**Objectifs:**
A - Pouvez-vous résumer en deux phrases l'éditorial sur la conquête de l'Ouest ?
B - Pouvez-vous restituer mot pour mot le passage de l'éditorial sur la conquête de l'Ouest qui commence à « Welcome to the » et se termine à « mettre de l’ordre. » ?

**Texte fourni:**
Welcome to the New Frontier


Edito

Ecrit par Pascal Béria

Au temps de la conquête de l’Ouest américain, les règles étaient simples. Une terre était allouée au premier arrivant. Celui qui décidait de s’installer avait pour usage de marquer son territoire par des entailles faites dans le tronc des arbres ou des petits tas de pierres posés aux limites de ce qu’il estimait être sa propriété. Des signes distinctifs qui suffisaient à officialiser la primauté de sa présence et d’administrer, moyennant le passage d’un agent public, pleinement ses terres. On imagine bien les opérations vigoureuses qui ont, à l’époque, accompagné cette conquête du territoire. C’était le Far-West après tout. La loi fédérale n’apparaîtra que bien après pour y mettre de l’ordre.

On trouve, dans cette histoire de pionniers, beaucoup de l’esprit américain. Le besoin de repousser les frontières, le refus de l’immobilisme, la tendance à vouloir quadriller le territoire pour en fixer les limites du foyer. En 1960, le candidat Kennedy avait repris le concept de « nouvelle frontière » pour marquer sa volonté d’expansion, de progrès des droits civiques et de conquête de l’espace. « I’m asking each of you to be pioneers towards that New Frontier » avait-il déclaré dans son discours d’investiture. Un discours fondateur qui le mènera quelques mois plus tard à la Maison Blanche.

**Entrées de données:**
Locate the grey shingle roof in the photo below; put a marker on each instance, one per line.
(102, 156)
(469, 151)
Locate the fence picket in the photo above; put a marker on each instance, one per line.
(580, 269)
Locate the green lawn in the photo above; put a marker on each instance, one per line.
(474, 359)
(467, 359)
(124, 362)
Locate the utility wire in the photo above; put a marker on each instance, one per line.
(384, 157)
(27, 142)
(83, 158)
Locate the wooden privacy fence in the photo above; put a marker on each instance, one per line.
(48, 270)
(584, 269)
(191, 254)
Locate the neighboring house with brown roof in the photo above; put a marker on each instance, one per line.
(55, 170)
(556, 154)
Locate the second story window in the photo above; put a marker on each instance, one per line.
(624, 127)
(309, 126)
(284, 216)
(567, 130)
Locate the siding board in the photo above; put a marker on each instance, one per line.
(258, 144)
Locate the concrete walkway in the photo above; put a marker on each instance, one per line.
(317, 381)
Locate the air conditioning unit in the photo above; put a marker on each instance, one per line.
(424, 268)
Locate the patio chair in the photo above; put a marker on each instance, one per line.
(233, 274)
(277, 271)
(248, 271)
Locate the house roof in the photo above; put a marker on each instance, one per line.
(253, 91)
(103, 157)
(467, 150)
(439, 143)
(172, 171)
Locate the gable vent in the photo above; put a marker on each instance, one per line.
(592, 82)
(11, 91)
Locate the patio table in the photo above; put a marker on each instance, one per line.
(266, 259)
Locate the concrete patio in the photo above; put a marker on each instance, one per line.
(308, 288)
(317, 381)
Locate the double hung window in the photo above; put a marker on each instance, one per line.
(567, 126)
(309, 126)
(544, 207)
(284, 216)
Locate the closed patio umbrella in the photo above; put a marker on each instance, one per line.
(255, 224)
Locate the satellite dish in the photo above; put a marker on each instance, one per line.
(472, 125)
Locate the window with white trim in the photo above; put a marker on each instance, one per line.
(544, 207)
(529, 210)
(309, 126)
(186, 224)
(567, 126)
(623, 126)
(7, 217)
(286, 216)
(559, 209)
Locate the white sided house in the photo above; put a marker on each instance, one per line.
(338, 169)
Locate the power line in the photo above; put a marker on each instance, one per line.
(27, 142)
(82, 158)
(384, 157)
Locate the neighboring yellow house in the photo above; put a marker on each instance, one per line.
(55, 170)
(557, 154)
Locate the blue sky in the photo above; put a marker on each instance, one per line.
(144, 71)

**Réponses:**
A - Lors de la conquête de l'Ouest américain, la terre revenait au premier arrivant, qui marquait ses limites par des entailles dans les arbres ou des tas de pierres, et la loi fédérale n'est venue y mettre de l'ordre que bien plus tard. L'éditorial voit dans cette histoire beaucoup de l'esprit américain, fait du besoin de repousser les frontières et du refus de l'immobilisme, et rappelle qu'en 1960 Kennedy a repris le concept de « nouvelle frontière » pour marquer sa volonté d'expansion, de progrès des droits civiques et de conquête de l'espace.

B -
Welcome to the New Frontier


Edito

Ecrit par Pascal Béria

Au temps de la conquête de l’Ouest américain, les règles étaient simples. Une terre était allouée au premier arrivant. Celui qui décidait de s’installer avait pour usage de marquer son territoire par des entailles faites dans le tronc des arbres ou des petits tas de pierres posés aux limites de ce qu’il estimait être sa propriété. Des signes distinctifs qui suffisaient à officialiser la primauté de sa présence et d’administrer, moyennant le passage d’un agent public, pleinement ses terres. On imagine bien les opérations vigoureuses qui ont, à l’époque, accompagné cette conquête du territoire. C’était le Far-West après tout. La loi fédérale n’apparaîtra que bien après pour y mettre de l’ordre.